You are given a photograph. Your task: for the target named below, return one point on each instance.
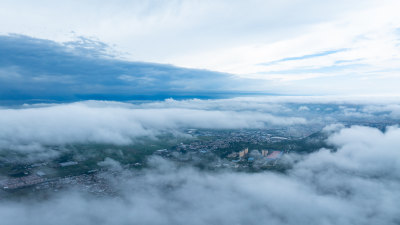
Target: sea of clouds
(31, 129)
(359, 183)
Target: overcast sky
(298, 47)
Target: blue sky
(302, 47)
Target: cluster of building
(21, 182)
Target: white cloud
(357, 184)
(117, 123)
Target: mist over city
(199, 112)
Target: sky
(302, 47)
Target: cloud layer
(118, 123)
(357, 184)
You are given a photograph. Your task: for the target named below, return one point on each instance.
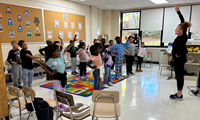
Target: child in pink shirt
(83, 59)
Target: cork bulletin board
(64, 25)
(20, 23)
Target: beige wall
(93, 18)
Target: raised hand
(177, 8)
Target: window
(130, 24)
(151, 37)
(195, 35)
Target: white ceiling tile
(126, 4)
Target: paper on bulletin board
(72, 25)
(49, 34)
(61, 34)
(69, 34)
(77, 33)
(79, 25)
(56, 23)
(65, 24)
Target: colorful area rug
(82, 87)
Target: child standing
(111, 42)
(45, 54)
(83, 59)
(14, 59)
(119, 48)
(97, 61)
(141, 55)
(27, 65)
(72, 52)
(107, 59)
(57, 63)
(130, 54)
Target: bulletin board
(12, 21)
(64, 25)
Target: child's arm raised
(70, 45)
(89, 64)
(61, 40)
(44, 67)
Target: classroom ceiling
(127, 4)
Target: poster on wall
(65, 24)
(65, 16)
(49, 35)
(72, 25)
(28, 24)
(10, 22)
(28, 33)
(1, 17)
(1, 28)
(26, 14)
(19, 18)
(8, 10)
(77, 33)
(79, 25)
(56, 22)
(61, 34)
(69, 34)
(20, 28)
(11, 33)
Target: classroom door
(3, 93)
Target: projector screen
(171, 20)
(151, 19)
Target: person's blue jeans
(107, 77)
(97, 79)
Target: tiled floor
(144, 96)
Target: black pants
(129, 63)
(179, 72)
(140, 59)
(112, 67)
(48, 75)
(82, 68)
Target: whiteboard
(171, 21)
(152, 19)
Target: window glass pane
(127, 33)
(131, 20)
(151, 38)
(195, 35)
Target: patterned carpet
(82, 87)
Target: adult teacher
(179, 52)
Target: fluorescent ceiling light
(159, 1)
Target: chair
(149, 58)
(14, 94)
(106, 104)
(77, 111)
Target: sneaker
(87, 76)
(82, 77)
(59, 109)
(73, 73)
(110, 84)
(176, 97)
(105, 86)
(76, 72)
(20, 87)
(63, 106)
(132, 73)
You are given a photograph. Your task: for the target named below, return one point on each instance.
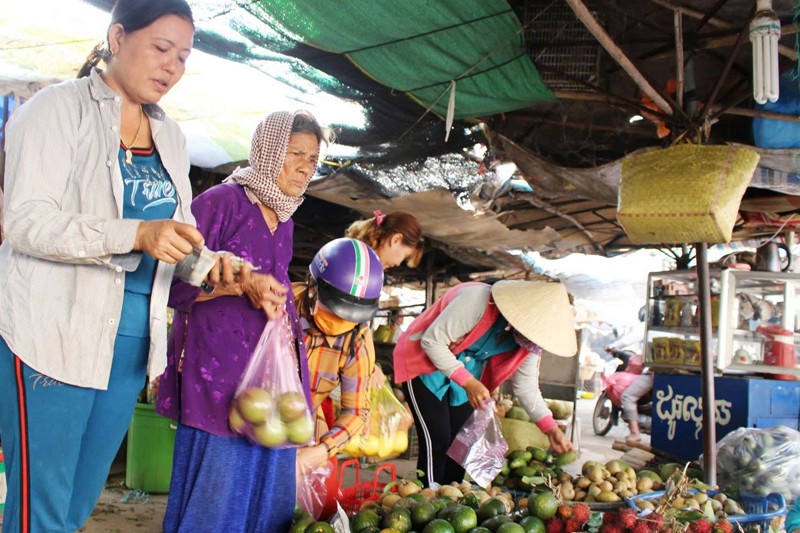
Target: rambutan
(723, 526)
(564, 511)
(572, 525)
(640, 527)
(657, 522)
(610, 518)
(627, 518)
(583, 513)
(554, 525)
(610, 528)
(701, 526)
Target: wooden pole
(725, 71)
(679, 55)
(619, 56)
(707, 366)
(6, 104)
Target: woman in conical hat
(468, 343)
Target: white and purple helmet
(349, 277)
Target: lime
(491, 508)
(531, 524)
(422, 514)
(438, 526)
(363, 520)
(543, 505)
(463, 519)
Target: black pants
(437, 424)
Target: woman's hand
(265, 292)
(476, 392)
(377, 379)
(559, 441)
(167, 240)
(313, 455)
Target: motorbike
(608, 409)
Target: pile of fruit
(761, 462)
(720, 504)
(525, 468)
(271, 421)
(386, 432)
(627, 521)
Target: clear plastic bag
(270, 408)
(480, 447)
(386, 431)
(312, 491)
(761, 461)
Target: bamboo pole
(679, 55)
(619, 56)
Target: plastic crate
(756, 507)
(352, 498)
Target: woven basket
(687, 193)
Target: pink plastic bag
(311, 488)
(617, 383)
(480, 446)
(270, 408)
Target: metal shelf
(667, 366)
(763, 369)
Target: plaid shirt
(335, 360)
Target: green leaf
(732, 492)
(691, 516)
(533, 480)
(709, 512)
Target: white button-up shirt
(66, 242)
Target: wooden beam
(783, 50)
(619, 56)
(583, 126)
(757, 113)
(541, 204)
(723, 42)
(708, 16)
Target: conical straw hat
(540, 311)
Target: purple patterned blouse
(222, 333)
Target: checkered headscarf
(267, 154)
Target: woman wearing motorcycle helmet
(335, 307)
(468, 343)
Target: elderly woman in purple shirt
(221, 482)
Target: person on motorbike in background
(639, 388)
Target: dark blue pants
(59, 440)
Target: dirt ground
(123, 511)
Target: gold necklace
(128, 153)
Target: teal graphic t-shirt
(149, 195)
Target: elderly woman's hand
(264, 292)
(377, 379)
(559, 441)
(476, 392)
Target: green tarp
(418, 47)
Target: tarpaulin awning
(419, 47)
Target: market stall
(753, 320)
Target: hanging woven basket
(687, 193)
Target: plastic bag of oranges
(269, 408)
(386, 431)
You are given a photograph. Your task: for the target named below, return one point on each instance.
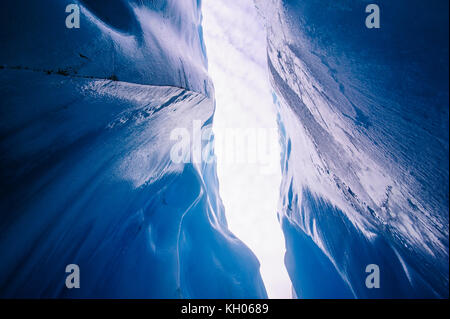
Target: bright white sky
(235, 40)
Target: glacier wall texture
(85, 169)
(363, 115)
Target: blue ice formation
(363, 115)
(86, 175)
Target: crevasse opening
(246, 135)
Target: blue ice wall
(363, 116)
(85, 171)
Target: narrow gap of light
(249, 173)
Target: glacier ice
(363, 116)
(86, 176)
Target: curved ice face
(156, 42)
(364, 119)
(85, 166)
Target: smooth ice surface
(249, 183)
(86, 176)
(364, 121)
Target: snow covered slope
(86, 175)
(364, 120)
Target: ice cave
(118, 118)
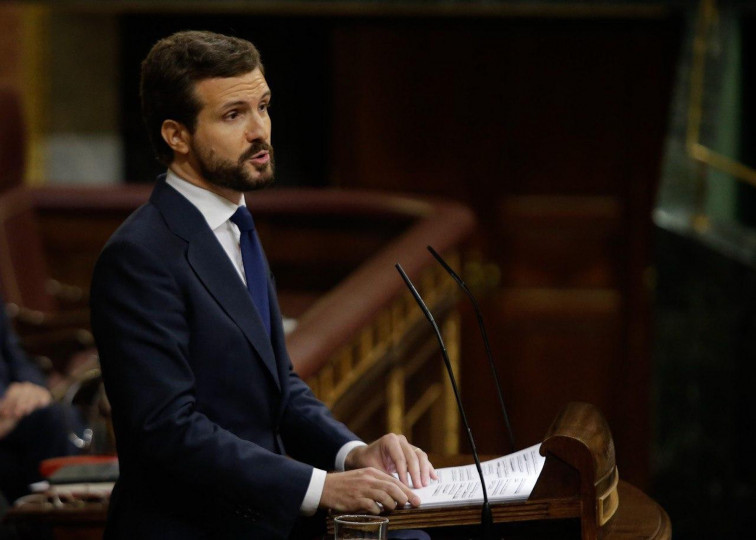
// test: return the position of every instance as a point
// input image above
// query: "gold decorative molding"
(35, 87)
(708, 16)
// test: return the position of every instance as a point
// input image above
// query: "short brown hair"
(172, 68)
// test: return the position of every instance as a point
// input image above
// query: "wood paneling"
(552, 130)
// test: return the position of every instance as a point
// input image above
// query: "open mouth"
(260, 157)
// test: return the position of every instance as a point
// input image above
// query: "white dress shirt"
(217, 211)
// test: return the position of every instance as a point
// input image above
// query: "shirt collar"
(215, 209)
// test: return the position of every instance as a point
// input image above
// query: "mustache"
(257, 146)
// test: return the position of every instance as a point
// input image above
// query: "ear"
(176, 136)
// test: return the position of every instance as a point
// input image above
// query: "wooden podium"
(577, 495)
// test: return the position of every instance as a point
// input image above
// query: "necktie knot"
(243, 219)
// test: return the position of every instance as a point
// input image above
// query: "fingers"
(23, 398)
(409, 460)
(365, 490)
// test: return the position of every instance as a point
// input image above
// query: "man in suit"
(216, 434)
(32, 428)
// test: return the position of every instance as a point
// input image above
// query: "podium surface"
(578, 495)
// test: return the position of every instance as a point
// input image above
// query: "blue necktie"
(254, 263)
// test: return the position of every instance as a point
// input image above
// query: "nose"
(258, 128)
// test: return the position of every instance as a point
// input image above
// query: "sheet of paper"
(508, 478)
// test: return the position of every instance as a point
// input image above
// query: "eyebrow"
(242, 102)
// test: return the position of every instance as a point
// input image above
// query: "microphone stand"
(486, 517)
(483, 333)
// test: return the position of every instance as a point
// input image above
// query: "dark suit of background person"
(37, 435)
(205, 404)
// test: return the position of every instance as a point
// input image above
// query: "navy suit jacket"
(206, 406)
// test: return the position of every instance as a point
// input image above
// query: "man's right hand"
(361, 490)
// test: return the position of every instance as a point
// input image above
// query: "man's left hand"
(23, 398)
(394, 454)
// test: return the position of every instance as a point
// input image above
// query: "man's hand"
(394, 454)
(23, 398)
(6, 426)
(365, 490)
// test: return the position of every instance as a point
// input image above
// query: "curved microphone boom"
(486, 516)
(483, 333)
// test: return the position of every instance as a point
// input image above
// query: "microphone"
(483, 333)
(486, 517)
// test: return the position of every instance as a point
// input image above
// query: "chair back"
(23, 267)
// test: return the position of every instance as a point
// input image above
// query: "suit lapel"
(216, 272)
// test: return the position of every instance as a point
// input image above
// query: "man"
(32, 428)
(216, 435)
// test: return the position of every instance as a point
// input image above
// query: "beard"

◆ ◆ ◆ ◆ ◆ ◆ ◆

INSTRUCTION
Show every line above that contains the word "suit".

CORRECT ANSWER
// query: "man in suit"
// query: "dark suit of background person"
// query: "navy suit jacket"
// query: "suit lapel"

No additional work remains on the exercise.